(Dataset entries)
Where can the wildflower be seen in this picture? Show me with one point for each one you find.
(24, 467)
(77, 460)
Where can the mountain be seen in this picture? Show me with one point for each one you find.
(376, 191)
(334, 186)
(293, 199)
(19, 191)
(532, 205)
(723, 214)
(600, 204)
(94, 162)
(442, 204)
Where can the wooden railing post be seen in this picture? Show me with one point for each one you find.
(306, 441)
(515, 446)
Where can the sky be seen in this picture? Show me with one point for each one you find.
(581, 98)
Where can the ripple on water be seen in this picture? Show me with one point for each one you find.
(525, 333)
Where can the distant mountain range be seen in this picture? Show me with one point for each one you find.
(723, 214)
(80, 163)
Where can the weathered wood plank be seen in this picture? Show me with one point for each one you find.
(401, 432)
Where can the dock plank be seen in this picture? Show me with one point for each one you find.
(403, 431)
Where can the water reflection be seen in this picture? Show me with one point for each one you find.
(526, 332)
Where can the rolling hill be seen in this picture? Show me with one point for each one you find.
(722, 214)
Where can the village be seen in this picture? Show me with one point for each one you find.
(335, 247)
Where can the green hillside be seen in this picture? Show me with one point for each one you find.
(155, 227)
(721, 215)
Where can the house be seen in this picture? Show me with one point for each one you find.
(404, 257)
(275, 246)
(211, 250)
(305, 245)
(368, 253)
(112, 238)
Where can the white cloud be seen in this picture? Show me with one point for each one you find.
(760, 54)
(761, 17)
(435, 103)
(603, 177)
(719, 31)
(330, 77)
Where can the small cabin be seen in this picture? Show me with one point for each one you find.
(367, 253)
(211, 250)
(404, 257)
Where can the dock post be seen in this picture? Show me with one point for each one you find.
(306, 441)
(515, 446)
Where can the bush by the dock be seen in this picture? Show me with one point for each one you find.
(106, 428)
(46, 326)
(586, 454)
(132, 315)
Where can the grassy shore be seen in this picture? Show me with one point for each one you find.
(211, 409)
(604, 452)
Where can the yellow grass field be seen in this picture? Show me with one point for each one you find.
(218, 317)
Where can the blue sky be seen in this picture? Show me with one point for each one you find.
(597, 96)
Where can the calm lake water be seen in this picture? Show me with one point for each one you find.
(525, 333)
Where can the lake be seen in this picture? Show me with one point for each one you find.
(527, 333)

Your assignment:
Please copy out every entry word for word.

Response to this exercise:
Where can the wildflower be seen in this picture? Show me with one point for each one you find.
(24, 467)
(77, 460)
Where can the mountain be seen in this picture? Show me with one point for each one you find.
(376, 191)
(334, 186)
(293, 199)
(19, 191)
(532, 205)
(723, 214)
(600, 204)
(94, 162)
(442, 204)
Where can the wooden railing post be seen in this picture? Show me with one point for each one you find.
(306, 441)
(515, 446)
Where can the sky be seen in this picture? Show me with one point for each one you find.
(581, 98)
Where can the ripple on water be seen in this picture? Show me with one point for each one you find.
(525, 333)
Where can the distant mountain range be seen in this picture? Show me with one point for each one you find.
(723, 214)
(80, 163)
Where can the weathered wood plank be seen in this picture? Show me with one point for each one you find.
(401, 432)
Where can the dock plank be seen in this picture? Show me with one point for each one you find.
(403, 431)
Where can the water reflection be seen in this picture? Show me with one point for each one you find.
(526, 332)
Where can the rolling hill be seen in this picture? Show me with one point for each one you find.
(722, 214)
Where can the village be seen in this picture? Show me with one point for each one you find.
(335, 247)
Where can the green hillside be seen in this picture? Show me with one point for each one you find.
(155, 227)
(721, 215)
Where can the house be seen in this picture? Show me with one point for each one you find.
(404, 257)
(275, 246)
(211, 250)
(305, 245)
(368, 253)
(112, 238)
Where can the white cloud be seen in this picture? Show me with one point for each one you find.
(760, 54)
(761, 17)
(435, 103)
(603, 177)
(719, 31)
(330, 77)
Where can the small cabin be seen in this picture? Show me with one point for each one you find.
(367, 253)
(211, 250)
(404, 257)
Where can the dock post be seen in this picture? Show me with one point for each one you find.
(306, 441)
(515, 446)
Where can the bush by the dock be seen in this picture? Show me with one point for each one you find.
(106, 428)
(46, 326)
(586, 454)
(132, 315)
Where can the grassy shore be seen in this picture? Show me with one point for each one you find.
(211, 409)
(604, 452)
Where can the yellow grass field be seen in this picture? Show me with one point for each one you find.
(218, 317)
Where can the blue sky be seen in this picture? Show me with one point for each one you find.
(597, 96)
Where can the calm lake water be seen in this picture? Show me with one point for each one you find.
(525, 333)
Where can the lake be seen in this picture? Show me with one point for each one you find.
(527, 333)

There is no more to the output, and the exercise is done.